**Tâches à accomplir**
A: Recopiez fidèlement le passage de l'extrait retenu en commençant aux mots « 5. En premier » et en vous arrêtant après « résidence manque en fait et doit être écarté. ».
B: D'après l'extrait retenu, dans quel département la décision du 28 décembre 2018 assigne-t-elle Mme E... à résidence ?

**Extrait retenu**
● ● ● ● ●

5. En premier lieu, Mme D... A..., directrice de l'immigration et des relations avec les usagers à la préfecture de Maine-et-Loire, bénéficie d'une délégation de signature du préfet en date du 4 décembre 2018, régulièrement publiée au recueil des actes administratifs spécial n° 87 du 7 décembre 2018, pour signer " (...) j) Les décisions d'application du règlement Dublin III (arrêtés de transfert, assignations à résidence) (...) ". Dès lors, le moyen tiré de l'incompétence de l'auteur de la décision contestée d'assignation à résidence manque en fait et doit être écarté.

6. En deuxième lieu, la décision du 28 décembre 2018 assignant Mme E... à résidence dans le département de la Sarthe comporte l'exposé des considérations de fait et de droit qui la fondent. Elle est ainsi suffisamment motivée au regard des exigences des articles L. 561-1 et L. 561-2 du code de l'entrée et du séjour des étrangers et du droit d'asile. Il suit de là que le moyen tiré de l'insuffisante motivation de cette décision manque en fait et doit être écarté.

7. En dernier lieu, l'article 8 de la convention européenne de sauvegarde des droits de l'homme et des libertés fondamentales stipule que " 1. Toute personne a droit au respect de sa vie privée et familiale, de son domicile et de sa correspondance. 2. Il ne peut y avoir ingérence d'une autorité publique dans l'exercice de ce droit que pour autant que cette ingérence est prévue par la loi et qu'elle constitue une mesure qui, dans une société démocratique, est nécessaire à la sécurité nationale, à la sûreté publique, au bien-être économique du pays, à la défense de l'ordre et à la prévention des infractions pénales, à la protection de la santé ou de la morale, ou à la protection des droits et libertés d'autrui ". Par ailleurs, l'article 3 de la convention internationale relative aux droits de l'enfant stipule que " Dans toutes les décisions qui concernent les enfants, qu'elles soient le fait d'institutions publiques ou privées de protection sociale, des tribunaux, des autorités administratives ou des organes législatifs, l'intérêt supérieur de l'enfant doit être une considération primordiale ". Il résulte de ces stipulations, qui peuvent être utilement invoquées à l'appui d'un recours pour excès de pouvoir, que, dans l'exercice de son pouvoir d'appréciation, l'autorité administrative doit accorder une attention primordiale à l'intérêt supérieur des enfants dans toutes les décisions les concernant. Ces stipulations sont applicables non seulement aux décisions qui ont pour objet de régler la situation personnelle d'enfants mineurs mais aussi à celles qui ont pour effet d'affecter, de manière suffisamment directe et certaine, leur situation.

● ● ● ● ●

**Extrait d'origine**
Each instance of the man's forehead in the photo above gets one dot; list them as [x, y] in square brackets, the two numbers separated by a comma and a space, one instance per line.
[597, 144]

● ● ● ● ●

**Réponses complètes**
A:
5. En premier lieu, Mme D... A..., directrice de l'immigration et des relations avec les usagers à la préfecture de Maine-et-Loire, bénéficie d'une délégation de signature du préfet en date du 4 décembre 2018, régulièrement publiée au recueil des actes administratifs spécial n° 87 du 7 décembre 2018, pour signer " (...) j) Les décisions d'application du règlement Dublin III (arrêtés de transfert, assignations à résidence) (...) ". Dès lors, le moyen tiré de l'incompétence de l'auteur de la décision contestée d'assignation à résidence manque en fait et doit être écarté.

B: Dans le département de la Sarthe.